Required work - Please copy out the passage on the Annenberg Institute for School Reform word for word, in full.

Document extract -
------------------------------

The Annenberg Institute for School Reform at Brown University is an education research and reform institute at Brown University. Its mission is to "understand the causes and consequences of educational inequality and to reduce this inequality through innovative, multidimensional, and research-informed approaches." The institute was established in October 1993 as the National Institute for School Reform and renamed the Annenberg Institute for School Reform in December 1993 following a gift from the Annenberg Foundation.

Prominent educational reformer Theodore R. Sizer worked to found the institute and served as its inaugural director. Since 2018 the institute has been directed by Susanna Loeb.

History 
The National Institute for School Reform was established in October 1993 following a $5 million gift from an anonymous donor. In December 1993, the institute was endowed with a $50 million gift from the Annenberg Foundation and renamed the Annenberg Institute for School Reform. Theodore R. Sizer directed the institute from its founding in 1993 to 1996. In 1998 he was succeeded by Warren Simmons, who led the institute until 2015.

------------------------------

Provided material -
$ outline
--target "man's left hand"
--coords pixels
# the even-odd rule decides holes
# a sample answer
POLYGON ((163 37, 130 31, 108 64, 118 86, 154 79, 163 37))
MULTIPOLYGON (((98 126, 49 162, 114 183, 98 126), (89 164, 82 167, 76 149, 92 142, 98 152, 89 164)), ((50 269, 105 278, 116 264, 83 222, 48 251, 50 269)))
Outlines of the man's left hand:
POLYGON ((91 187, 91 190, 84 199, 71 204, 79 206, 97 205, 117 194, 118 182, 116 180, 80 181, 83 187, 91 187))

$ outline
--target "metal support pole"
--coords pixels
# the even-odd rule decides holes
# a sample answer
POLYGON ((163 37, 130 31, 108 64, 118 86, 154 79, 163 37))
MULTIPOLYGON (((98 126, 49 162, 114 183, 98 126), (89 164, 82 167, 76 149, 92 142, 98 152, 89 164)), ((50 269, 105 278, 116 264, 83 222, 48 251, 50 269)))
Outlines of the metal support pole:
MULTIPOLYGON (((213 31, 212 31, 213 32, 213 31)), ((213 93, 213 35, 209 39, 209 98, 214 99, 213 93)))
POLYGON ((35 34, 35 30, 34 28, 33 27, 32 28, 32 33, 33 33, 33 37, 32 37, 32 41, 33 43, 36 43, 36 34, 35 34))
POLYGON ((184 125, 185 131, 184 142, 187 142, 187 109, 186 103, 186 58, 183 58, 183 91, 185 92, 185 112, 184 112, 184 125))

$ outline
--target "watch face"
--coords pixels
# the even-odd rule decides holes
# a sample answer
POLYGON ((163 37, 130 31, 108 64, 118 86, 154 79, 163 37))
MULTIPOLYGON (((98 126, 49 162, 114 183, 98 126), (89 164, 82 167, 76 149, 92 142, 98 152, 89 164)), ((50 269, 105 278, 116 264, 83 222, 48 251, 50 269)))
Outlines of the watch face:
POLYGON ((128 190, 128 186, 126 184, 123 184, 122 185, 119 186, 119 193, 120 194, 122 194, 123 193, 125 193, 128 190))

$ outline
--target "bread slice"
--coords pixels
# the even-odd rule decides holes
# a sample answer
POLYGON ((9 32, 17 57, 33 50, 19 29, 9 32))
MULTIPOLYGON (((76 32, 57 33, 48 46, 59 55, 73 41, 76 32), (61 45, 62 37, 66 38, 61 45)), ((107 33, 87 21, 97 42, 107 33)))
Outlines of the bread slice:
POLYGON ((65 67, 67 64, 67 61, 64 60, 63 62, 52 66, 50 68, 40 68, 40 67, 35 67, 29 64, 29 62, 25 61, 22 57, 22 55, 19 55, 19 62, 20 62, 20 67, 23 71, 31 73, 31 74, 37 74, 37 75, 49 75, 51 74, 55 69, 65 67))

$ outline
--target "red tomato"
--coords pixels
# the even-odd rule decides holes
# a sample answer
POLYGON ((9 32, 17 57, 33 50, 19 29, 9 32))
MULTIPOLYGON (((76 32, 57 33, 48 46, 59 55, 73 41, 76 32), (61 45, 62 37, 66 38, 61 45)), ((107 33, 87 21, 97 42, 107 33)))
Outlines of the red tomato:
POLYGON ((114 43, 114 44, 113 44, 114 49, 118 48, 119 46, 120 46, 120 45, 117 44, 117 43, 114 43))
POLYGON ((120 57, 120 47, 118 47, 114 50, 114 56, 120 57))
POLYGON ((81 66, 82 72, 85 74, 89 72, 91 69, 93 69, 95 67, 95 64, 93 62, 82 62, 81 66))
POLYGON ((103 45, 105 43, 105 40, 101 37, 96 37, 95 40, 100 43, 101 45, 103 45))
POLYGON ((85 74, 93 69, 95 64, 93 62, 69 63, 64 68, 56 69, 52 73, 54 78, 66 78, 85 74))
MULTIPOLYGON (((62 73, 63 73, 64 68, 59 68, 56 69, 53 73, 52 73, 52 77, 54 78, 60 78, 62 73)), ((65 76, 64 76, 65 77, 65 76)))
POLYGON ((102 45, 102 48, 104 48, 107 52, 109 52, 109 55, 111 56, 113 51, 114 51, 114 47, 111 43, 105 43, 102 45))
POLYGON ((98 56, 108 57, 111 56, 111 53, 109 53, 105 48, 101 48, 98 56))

------------------------------

Finished answer -
The Annenberg Institute for School Reform at Brown University is an education research and reform institute at Brown University. Its mission is to "understand the causes and consequences of educational inequality and to reduce this inequality through innovative, multidimensional, and research-informed approaches." The institute was established in October 1993 as the National Institute for School Reform and renamed the Annenberg Institute for School Reform in December 1993 following a gift from the Annenberg Foundation.

Prominent educational reformer Theodore R. Sizer worked to found the institute and served as its inaugural director. Since 2018 the institute has been directed by Susanna Loeb.

History 
The National Institute for School Reform was established in October 1993 following a $5 million gift from an anonymous donor. In December 1993, the institute was endowed with a $50 million gift from the Annenberg Foundation and renamed the Annenberg Institute for School Reform. Theodore R. Sizer directed the institute from its founding in 1993 to 1996. In 1998 he was succeeded by Warren Simmons, who led the institute until 2015.